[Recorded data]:
★ ★ ★

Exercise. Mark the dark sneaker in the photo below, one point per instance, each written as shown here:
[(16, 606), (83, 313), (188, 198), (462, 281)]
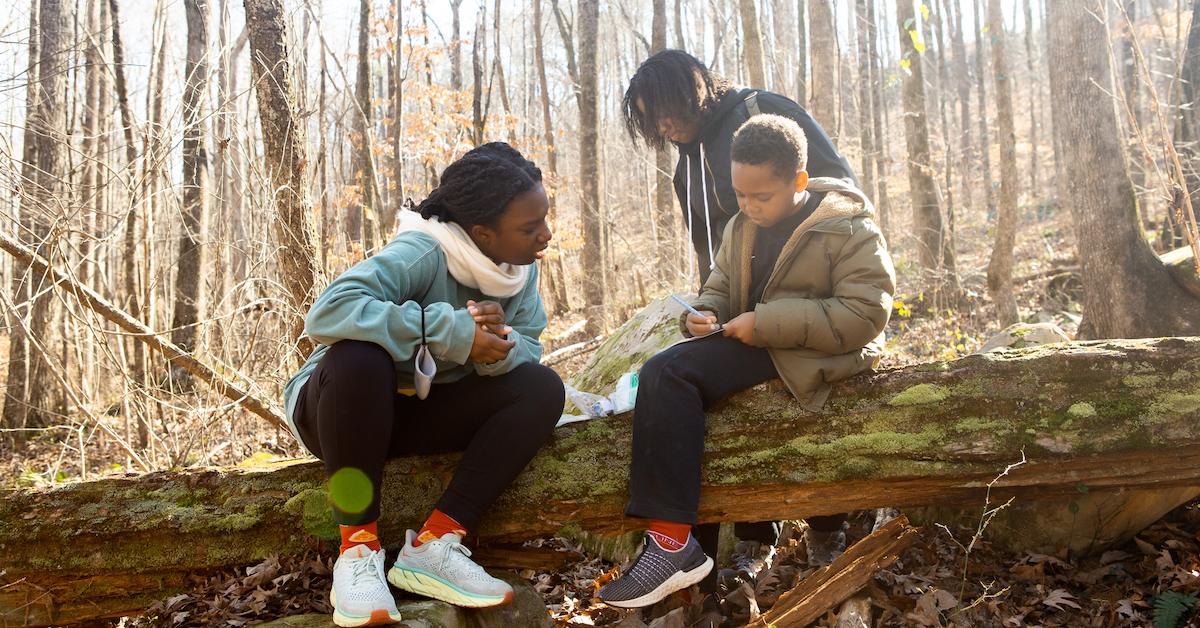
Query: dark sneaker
[(823, 546), (655, 574)]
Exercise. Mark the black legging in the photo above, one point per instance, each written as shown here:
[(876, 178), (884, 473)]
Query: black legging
[(349, 414), (673, 390)]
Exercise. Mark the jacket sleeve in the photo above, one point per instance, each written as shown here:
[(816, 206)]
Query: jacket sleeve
[(858, 310), (527, 317), (373, 301), (715, 294), (825, 160)]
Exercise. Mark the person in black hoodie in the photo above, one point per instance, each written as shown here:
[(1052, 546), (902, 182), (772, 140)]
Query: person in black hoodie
[(675, 97)]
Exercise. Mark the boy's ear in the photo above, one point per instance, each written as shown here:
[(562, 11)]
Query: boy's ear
[(802, 180)]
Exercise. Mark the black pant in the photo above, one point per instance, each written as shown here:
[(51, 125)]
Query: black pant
[(351, 417), (673, 390)]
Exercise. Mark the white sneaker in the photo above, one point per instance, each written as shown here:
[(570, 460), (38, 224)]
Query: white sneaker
[(442, 569), (360, 594)]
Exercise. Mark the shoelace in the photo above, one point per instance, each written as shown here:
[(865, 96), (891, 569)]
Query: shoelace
[(365, 568), (461, 549)]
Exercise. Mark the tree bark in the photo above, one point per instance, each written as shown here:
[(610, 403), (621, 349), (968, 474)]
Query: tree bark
[(751, 35), (365, 216), (664, 186), (1127, 289), (588, 18), (925, 210), (802, 48), (287, 161), (1000, 267), (456, 46), (556, 276), (190, 268), (823, 59), (879, 103), (1035, 90), (865, 109), (28, 400), (982, 83), (922, 435)]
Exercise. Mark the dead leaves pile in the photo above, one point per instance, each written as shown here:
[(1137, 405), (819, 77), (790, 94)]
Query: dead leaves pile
[(271, 588), (1122, 586)]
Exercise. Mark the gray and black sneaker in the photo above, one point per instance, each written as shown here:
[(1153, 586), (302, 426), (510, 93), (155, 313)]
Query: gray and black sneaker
[(657, 573)]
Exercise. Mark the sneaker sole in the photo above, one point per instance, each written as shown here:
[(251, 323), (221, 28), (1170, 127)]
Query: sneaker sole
[(679, 580), (432, 586), (377, 617)]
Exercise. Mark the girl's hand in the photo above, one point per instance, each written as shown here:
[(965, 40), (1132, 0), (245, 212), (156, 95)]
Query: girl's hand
[(487, 347), (490, 316), (699, 326), (742, 328)]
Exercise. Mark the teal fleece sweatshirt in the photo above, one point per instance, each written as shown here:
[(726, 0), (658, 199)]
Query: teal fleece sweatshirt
[(381, 300)]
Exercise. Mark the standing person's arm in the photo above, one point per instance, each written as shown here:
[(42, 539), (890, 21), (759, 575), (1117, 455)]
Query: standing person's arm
[(527, 317), (372, 301), (714, 297)]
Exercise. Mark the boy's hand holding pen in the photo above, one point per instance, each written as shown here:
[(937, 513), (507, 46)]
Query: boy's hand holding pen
[(699, 323)]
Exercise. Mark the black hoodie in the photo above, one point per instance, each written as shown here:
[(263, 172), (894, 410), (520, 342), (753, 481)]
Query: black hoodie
[(707, 223)]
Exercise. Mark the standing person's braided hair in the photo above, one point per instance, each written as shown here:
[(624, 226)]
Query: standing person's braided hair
[(477, 187), (672, 83)]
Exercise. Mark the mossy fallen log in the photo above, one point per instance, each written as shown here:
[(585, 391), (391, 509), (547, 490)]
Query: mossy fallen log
[(1095, 416)]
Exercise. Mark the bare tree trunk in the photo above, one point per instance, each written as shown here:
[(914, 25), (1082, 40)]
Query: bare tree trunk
[(1000, 267), (556, 279), (927, 214), (287, 161), (984, 143), (479, 120), (16, 411), (1187, 132), (802, 48), (1127, 289), (753, 36), (681, 41), (822, 97), (664, 187), (865, 119), (963, 81), (28, 400), (366, 213), (455, 45), (189, 298), (879, 105), (397, 125), (589, 166), (498, 69), (1035, 88)]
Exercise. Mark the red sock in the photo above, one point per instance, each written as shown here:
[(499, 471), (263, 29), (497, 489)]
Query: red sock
[(669, 534), (365, 534), (437, 525)]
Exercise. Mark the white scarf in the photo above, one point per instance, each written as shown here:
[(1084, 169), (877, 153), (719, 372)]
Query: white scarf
[(467, 263)]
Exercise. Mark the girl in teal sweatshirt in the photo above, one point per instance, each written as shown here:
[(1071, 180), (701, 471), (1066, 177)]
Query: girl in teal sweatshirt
[(431, 346)]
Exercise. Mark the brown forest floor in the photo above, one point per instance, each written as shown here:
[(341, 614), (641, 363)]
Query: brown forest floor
[(934, 582)]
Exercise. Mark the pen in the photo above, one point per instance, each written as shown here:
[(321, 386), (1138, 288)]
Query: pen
[(693, 310)]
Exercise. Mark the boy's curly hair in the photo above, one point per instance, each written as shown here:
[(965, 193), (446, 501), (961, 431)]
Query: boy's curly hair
[(477, 187), (774, 139), (670, 84)]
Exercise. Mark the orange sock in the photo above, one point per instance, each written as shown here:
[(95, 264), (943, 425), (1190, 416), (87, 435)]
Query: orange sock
[(437, 525), (365, 534), (669, 534)]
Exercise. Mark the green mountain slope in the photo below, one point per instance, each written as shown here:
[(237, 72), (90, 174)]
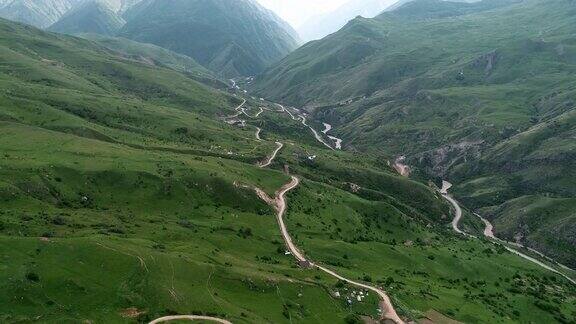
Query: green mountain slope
[(90, 17), (125, 196), (39, 13), (231, 38), (150, 54), (464, 92)]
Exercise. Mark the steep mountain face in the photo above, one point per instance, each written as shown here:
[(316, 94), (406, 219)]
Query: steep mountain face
[(233, 38), (90, 17), (120, 177), (466, 93), (151, 54), (323, 25), (39, 13), (45, 13)]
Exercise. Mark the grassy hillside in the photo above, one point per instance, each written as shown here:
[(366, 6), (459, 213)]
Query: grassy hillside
[(126, 196), (89, 17), (481, 93), (152, 54), (231, 38)]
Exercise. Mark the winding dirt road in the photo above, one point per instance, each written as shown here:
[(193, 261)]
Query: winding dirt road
[(489, 234), (458, 211), (258, 131), (279, 204), (189, 318)]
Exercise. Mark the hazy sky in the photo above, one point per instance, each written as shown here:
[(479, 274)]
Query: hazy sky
[(297, 12)]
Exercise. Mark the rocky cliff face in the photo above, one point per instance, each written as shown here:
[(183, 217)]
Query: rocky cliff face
[(231, 37)]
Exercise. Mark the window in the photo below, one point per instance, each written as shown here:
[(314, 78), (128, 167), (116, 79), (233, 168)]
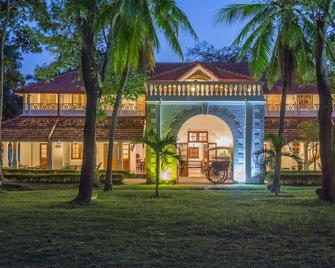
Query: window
[(202, 137), (48, 98), (76, 150), (193, 152), (305, 100), (125, 150), (197, 136), (192, 136), (296, 147), (78, 99)]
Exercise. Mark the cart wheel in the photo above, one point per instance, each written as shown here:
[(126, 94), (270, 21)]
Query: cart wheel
[(216, 176)]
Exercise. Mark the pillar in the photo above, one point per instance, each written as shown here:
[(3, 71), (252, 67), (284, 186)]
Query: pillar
[(120, 156), (14, 165), (28, 100), (305, 156), (49, 151)]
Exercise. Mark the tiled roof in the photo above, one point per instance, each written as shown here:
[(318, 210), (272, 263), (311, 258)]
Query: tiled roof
[(67, 128), (65, 83), (224, 72), (291, 131), (230, 72)]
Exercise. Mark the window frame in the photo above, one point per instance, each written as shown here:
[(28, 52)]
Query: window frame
[(77, 155)]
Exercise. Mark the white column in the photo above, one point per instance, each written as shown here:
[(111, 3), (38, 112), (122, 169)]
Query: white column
[(14, 166), (49, 152), (305, 156), (120, 156)]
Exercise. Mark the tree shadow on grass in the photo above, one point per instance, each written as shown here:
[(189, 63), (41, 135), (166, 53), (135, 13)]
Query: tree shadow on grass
[(9, 186), (314, 203)]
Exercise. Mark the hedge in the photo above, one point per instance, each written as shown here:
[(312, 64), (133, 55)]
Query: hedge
[(300, 178), (56, 177)]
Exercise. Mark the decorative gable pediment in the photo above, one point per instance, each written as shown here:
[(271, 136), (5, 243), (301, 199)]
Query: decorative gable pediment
[(198, 73)]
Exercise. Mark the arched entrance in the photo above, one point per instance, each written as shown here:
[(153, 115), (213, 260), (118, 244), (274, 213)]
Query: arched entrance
[(196, 136)]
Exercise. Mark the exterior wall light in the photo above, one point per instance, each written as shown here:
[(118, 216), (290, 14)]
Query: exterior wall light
[(58, 145)]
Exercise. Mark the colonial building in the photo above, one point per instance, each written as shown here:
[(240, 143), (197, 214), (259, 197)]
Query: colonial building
[(204, 104)]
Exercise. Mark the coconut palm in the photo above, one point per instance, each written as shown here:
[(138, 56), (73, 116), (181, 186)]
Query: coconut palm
[(275, 38), (136, 37), (162, 149), (278, 145)]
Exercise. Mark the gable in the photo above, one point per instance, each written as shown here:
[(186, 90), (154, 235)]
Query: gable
[(198, 73)]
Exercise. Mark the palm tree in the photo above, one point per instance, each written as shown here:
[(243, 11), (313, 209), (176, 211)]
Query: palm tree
[(3, 32), (162, 149), (275, 38), (277, 146), (136, 37)]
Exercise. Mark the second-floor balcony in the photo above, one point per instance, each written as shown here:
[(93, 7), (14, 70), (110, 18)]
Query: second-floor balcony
[(294, 109), (196, 90), (131, 108)]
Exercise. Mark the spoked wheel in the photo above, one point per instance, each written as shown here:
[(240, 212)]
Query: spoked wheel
[(216, 176)]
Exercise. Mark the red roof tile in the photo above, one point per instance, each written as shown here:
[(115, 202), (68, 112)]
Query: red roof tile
[(173, 71), (68, 128), (64, 83), (69, 82)]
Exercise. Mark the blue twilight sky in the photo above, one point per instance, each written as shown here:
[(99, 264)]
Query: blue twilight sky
[(201, 14)]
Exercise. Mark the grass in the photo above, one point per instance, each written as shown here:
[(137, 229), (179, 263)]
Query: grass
[(217, 227)]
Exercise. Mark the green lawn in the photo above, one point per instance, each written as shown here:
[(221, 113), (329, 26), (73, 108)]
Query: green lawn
[(230, 227)]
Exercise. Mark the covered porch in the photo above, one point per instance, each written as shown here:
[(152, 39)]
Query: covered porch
[(56, 143)]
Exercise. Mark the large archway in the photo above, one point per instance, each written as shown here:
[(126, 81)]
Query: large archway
[(196, 136)]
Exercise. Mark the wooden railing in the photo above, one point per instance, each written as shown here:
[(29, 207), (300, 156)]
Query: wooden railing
[(203, 89), (128, 108)]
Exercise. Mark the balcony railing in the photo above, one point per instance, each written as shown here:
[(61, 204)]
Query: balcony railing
[(191, 90), (129, 108), (293, 109)]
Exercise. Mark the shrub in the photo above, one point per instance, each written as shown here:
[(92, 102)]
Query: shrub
[(55, 177), (299, 178)]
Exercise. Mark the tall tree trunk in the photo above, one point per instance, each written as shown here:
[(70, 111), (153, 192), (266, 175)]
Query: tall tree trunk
[(2, 60), (325, 113), (118, 100), (157, 174), (286, 69), (90, 78)]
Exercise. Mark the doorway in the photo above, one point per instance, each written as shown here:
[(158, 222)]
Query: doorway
[(43, 155)]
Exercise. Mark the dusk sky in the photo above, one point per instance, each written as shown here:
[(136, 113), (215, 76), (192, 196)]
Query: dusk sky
[(201, 14)]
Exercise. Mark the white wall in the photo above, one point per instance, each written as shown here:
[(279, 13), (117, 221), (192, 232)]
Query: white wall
[(218, 131)]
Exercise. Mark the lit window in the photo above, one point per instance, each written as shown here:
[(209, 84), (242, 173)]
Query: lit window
[(76, 150), (203, 136), (125, 150), (193, 152), (296, 148), (305, 99), (192, 136), (78, 99)]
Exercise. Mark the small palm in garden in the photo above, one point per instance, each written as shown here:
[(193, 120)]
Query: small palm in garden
[(277, 144), (162, 149)]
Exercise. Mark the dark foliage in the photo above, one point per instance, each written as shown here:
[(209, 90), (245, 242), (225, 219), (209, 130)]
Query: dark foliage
[(205, 52)]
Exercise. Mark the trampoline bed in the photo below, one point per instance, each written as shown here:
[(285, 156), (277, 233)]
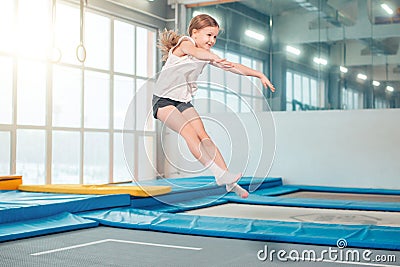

★ ★ ★

[Exercise requirements]: Reproduce the stretch from the line containing "Exercise. Mark the small" through the end of the items, substituting "dark greenery" for "dark foliage" and leaving everything else unchanged. Omit the pictures from your answer.

[Completed task]:
Exercise. Mark the small palm in garden in the photo above, one point per instance, each written as shown here:
[(193, 120)]
Query: small palm in garden
[(277, 144), (162, 149)]
Exercise. Mark the dark greenery in the photo above, one point per instance, each written as shown here:
[(209, 90), (245, 242), (225, 219), (209, 130)]
Query: dark greenery
[(205, 52)]
Exercise. Mark the trampoline bed in the photo below, one point per instance, each written as shown here:
[(285, 156), (277, 233)]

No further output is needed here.